> PROVIDED TEXT:
[start]

Friendship
I know that the public depends upon Braindoc, the maestro of mastication, for objective, impartial and dispassionate judgment (and occasional witty reportage) to guide your culinary selections among the multitudinous options throughout the Los Angeles Basin and the four corners of the earth. To sift, to winnow, to separate the wheat from the chaff so as to ensure that you, dear readers, my sole worldly concern, will dine only on unsurpassed fare at the most preeminent of eateries. Michelin stars are meaningless compared to the imprimatur of yours truly, who will accept nothing less than the paramount of décor, ambience, service and, of course, the food itself.
My close friend, movie producer Morrie Grossman, who has accompanied me on many of my culinary journeys (such as at Dear John’s), has a very talented daughter, Sarah. Sarah is a renowned pastry chef who has worked at some of the finest restaurants in Los Angeles, including Providence and Jon and Vinny’s. Sarah is now the head pastry chef at Bar Chelou in Pasadena. Morrie and his wife, Leah, invited the lovely wife and me to join them for dinner to sample Sarah’s creations. Just like Hercules and the Cretan Bull, I was faced with a terrible dilemma of two difficult choices to which there may not be a straightforward solution: would I be able to maintain my duty to be unbiased in my assessment of dining establishments or would I succumb to my friendship with Morrie, because, to paraphrase Ralph Waldo Emerson, the essence of friendship is total magnanimity and trust. Of course, one can’t be too trusting as Mark Twain observed that friendship endures and will last a lifetime, provided one is not asked to lend money.

[end]

In the text titled "Friendship," at which restaurant is Sarah now the head pastry chef?

> DATASET CONTENT:
[start]

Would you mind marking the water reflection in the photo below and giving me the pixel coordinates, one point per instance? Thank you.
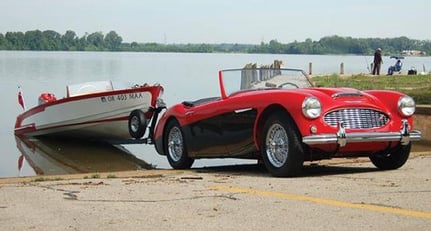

[end]

> ANSWER TO THIS EXERCISE:
Bar Chelou in Pasadena.